Showing posts with label Krzysztof Kieslowski. Show all posts
Showing posts with label Krzysztof Kieslowski. Show all posts

Wednesday, August 1, 2012

The Double Life of Véronique (Krzysztof Kieslowski)

Irene Jacob as Weronika and Véronique.

Fresh from a blockbuster overload after watching “The Dark Knight Rises” a couple of times (and “The Amazing Spider-Man” before that), it’s a bit off for me to immediately jump back to my more esoteric inclinations. Now, here’s Krzysztof Kieslowski’s enigmatic “The Double Life of Veronique”, a film that, like the movements of the marionettes shown in the film, unveils its story with a certain hypnotic vibe. Honestly, I’m not quite sure if what I have seen is really something deeply meditative or merely a pretentious piece, but it is nonetheless an artful ride. 
     
Just like a typical Kieslowski film, “The Double Life of Veronique” appears as if little to nothing is going to happen and as if the main characters’ feelings are operating within the confines of an emotional plane alien to ordinary viewers like us. But with the Kieslowki’s usual sleight-of-hand at play here, and with that I mean his penchant for integrating deeply affecting concepts about love and identity within the visual limitations of a subtle drama film, “The Double Life of Veronique” is quite successful in a handful of levels. 
     
First, it is a well-crafted cinematic amalgamation of music and imagery (thanks to Kieslowski’s frequent collaborators Zbigniew Preisner and Slawomir Idziak). Second, it is a film particularly memorable because of Irene Jacob’s natural, iridescent charm and quietly devastating performance. And third, well, this is where the more ambiguous things come in. As an abstract film both in emotions and meaning, it is meritorious in just letting its own visual and auditory mood take over the reins of telling the film’s story (or the reins of justifying the lack thereof). But unlike your usually plotless art film, “The Double Life of Veronique” has an involving narrative working to its own advantage.

##########

▶ Exercise prompt
Decide whether each statement agrees with the film review, answering yes or no and quoting the deciding words of the review. 1. The reviewer describes the film as an artful ride. 2. The reviewer is certain that the film is deeply meditative. 3. Zbigniew Preisner and Slawomir Idziak are named as frequent collaborators of Kieslowski.

(Saved data entries)

##########

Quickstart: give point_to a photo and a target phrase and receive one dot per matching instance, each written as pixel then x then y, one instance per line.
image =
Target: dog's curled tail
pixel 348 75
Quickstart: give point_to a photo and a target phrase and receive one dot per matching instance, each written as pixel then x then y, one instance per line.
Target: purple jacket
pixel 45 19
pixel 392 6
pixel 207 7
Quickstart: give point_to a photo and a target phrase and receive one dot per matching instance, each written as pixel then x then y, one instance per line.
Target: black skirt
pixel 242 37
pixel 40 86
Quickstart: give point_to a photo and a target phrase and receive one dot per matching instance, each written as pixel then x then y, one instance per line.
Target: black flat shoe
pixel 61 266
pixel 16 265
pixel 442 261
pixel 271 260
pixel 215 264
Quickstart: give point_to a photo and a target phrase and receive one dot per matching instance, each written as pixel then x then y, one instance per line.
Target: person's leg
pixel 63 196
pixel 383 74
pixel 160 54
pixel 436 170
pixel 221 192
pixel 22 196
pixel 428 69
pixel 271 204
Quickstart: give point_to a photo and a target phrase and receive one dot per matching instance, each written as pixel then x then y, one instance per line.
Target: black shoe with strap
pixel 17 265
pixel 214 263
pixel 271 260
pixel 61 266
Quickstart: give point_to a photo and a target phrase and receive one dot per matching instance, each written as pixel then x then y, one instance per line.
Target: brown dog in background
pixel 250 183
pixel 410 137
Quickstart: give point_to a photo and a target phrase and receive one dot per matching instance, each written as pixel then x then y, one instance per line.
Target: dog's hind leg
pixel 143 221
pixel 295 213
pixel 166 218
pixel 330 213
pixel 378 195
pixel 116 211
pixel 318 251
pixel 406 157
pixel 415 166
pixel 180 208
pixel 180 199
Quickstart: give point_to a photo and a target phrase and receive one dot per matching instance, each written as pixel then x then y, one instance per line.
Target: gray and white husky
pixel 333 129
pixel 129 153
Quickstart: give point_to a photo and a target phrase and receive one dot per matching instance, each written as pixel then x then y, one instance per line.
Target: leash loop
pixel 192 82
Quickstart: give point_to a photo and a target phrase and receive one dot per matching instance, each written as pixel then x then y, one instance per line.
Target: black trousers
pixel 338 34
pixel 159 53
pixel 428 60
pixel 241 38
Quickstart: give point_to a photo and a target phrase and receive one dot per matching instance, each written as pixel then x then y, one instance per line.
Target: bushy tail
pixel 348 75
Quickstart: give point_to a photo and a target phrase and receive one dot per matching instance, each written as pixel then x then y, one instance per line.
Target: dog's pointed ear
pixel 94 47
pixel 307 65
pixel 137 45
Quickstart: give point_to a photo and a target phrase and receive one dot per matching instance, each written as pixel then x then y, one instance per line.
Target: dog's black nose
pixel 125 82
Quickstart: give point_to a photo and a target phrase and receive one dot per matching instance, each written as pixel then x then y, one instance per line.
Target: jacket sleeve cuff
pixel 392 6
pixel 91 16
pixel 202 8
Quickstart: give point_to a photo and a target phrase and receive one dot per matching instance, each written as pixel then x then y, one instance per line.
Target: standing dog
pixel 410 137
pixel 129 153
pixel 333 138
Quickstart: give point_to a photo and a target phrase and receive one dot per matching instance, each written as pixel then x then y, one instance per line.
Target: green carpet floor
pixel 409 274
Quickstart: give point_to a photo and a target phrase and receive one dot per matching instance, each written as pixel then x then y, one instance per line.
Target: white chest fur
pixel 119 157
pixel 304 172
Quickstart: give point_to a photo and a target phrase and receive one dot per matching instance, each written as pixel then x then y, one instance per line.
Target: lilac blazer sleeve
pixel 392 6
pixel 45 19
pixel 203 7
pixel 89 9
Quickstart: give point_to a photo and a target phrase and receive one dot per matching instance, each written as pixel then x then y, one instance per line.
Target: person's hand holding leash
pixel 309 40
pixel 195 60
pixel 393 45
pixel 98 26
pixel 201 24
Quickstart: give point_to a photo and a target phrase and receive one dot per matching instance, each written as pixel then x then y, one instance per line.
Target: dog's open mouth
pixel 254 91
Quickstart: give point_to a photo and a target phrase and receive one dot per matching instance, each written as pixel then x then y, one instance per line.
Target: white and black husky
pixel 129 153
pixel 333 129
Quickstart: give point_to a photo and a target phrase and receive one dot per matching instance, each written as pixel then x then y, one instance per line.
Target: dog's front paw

##########

▶ Finished exercise
1. Yes: "it is nonetheless an artful ride"
2. No: "I’m not quite sure if what I have seen is really something deeply meditative or merely a pretentious piece"
3. Yes: "Kieslowski’s frequent collaborators Zbigniew Preisner and Slawomir Idziak"